INPUT MATERIAL:
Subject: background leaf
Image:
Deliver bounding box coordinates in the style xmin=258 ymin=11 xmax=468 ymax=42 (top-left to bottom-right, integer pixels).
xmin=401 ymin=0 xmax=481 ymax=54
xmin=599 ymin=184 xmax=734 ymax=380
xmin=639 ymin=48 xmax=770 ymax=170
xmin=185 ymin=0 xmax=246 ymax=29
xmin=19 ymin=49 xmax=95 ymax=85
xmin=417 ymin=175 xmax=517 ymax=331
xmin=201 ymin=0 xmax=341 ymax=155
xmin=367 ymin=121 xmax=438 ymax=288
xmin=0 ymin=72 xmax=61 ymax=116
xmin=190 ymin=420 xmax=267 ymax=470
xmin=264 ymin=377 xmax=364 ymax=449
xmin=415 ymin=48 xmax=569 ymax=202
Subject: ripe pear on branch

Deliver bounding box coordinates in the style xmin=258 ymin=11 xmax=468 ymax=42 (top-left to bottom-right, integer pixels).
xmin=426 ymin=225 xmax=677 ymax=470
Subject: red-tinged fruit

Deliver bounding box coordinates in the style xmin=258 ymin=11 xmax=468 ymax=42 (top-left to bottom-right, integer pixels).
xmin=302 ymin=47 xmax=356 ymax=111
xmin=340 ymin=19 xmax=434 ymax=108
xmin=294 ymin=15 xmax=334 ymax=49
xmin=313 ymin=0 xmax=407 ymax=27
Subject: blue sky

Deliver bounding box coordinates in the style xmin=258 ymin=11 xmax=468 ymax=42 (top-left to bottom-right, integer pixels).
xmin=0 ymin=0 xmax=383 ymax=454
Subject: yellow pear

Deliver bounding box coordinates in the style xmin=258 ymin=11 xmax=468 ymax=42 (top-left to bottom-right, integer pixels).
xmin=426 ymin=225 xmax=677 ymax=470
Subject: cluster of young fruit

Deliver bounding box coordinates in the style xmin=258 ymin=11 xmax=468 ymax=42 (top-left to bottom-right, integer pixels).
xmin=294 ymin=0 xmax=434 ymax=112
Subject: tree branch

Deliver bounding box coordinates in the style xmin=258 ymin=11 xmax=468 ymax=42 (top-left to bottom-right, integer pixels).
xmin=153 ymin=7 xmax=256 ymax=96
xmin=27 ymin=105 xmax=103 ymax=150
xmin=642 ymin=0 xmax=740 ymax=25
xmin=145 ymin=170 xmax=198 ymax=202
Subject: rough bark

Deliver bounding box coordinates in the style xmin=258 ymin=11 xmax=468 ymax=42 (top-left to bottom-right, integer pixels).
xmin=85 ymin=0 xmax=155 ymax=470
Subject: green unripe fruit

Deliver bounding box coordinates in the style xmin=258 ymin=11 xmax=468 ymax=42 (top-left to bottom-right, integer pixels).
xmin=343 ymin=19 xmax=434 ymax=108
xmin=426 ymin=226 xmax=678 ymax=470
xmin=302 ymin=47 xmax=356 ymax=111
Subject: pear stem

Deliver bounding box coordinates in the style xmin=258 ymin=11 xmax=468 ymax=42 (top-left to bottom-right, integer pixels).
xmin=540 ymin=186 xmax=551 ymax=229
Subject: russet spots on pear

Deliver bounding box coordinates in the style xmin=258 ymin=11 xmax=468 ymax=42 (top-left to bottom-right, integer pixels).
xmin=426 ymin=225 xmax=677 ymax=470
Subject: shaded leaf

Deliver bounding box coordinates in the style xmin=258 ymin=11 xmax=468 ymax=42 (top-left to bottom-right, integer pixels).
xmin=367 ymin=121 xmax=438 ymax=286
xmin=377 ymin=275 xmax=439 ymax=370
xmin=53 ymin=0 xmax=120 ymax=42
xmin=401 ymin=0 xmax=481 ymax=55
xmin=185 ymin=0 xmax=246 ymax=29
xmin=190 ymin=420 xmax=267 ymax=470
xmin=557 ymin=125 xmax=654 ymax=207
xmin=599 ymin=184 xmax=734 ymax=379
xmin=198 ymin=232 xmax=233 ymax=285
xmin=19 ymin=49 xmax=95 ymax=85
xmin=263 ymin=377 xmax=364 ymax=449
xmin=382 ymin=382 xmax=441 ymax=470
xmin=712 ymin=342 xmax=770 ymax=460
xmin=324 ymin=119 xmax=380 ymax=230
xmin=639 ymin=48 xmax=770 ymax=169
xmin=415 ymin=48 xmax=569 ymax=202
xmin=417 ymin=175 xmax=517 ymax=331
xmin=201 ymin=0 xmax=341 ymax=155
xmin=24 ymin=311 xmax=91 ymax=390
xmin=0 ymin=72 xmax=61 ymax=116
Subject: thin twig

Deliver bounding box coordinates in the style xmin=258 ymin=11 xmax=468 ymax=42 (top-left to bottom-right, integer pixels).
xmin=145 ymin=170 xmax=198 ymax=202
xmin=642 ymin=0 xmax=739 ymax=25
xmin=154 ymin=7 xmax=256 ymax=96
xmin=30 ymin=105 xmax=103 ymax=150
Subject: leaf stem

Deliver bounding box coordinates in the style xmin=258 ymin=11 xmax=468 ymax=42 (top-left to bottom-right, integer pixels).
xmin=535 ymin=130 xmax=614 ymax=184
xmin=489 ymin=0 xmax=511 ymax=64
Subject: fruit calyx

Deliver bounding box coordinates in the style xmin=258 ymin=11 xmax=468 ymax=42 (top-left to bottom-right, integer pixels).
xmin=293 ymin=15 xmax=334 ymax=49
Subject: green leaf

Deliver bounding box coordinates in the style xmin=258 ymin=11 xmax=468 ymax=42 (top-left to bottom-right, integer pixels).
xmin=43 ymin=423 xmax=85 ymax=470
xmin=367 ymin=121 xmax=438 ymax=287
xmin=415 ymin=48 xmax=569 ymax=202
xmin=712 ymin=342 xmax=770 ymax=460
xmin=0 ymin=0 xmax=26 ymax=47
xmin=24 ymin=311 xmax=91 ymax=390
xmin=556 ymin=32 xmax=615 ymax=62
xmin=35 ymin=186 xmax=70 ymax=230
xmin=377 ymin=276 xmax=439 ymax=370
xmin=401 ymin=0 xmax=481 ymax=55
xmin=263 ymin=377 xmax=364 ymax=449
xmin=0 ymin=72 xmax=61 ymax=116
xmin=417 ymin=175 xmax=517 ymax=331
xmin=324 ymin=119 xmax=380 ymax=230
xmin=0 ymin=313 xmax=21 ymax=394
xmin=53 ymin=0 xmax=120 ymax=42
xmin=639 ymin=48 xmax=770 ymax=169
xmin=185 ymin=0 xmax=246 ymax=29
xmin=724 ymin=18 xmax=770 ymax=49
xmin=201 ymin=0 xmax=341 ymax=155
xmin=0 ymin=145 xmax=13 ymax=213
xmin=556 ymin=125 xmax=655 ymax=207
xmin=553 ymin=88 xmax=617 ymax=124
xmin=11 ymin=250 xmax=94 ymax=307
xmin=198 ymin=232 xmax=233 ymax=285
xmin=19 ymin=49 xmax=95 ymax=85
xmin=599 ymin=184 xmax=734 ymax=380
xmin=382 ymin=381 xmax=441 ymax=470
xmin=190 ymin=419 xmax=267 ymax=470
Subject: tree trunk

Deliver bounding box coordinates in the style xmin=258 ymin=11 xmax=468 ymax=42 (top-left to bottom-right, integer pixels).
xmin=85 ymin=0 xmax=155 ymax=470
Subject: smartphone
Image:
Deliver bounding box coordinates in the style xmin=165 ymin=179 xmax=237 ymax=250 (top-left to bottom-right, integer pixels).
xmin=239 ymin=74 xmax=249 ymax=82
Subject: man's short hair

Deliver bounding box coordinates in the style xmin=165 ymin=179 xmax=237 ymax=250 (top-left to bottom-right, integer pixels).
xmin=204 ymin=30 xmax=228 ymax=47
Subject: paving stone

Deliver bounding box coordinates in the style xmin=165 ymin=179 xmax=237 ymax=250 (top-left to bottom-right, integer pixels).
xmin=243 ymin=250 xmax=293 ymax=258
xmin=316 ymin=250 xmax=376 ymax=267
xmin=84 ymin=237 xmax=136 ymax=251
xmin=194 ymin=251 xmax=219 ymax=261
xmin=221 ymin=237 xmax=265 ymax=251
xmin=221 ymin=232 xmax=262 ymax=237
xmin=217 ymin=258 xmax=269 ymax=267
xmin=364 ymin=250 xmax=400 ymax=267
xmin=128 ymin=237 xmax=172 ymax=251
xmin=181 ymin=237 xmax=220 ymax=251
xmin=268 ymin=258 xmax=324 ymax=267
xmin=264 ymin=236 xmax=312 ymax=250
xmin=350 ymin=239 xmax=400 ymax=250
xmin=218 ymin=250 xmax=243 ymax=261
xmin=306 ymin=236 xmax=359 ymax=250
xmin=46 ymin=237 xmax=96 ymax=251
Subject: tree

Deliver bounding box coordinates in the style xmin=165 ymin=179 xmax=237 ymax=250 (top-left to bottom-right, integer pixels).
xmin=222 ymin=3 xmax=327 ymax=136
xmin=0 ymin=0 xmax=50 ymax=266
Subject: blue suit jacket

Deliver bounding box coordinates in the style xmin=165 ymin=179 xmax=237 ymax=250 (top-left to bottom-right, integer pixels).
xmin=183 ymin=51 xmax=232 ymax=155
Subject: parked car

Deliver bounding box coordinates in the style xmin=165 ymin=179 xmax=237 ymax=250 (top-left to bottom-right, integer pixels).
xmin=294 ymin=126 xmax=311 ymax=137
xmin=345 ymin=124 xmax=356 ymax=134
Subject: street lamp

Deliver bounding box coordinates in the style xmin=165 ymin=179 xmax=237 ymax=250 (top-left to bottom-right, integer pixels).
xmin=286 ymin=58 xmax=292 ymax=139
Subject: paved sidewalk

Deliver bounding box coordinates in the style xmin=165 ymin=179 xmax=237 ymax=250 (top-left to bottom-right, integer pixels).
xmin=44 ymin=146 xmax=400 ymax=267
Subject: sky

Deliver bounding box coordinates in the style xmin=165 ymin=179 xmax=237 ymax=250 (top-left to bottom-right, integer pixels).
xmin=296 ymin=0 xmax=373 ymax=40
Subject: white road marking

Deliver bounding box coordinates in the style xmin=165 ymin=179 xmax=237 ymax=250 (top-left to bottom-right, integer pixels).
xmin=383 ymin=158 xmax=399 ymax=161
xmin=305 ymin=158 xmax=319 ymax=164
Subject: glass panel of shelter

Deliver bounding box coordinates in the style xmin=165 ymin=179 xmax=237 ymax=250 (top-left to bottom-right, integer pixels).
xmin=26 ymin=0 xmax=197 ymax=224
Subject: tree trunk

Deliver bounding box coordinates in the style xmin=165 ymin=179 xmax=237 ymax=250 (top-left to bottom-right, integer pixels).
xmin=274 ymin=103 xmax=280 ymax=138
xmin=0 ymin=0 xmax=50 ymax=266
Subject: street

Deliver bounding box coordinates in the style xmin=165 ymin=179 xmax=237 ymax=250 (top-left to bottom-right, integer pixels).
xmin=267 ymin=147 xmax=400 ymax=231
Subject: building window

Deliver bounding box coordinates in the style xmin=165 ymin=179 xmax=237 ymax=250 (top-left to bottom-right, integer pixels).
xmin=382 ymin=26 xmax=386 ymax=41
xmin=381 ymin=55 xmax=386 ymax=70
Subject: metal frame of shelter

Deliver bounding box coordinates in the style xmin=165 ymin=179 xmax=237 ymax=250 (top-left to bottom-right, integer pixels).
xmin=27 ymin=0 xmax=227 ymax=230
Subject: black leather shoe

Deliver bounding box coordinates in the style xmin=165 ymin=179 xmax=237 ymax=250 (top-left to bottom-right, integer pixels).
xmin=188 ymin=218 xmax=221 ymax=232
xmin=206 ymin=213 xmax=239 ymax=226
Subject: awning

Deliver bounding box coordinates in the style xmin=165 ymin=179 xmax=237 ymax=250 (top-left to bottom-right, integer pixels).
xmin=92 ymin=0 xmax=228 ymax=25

WHAT NEEDS TO BE DONE: Count the lines in the records above that contain the string "street", and give only that number.

EXPECTED ANSWER: 2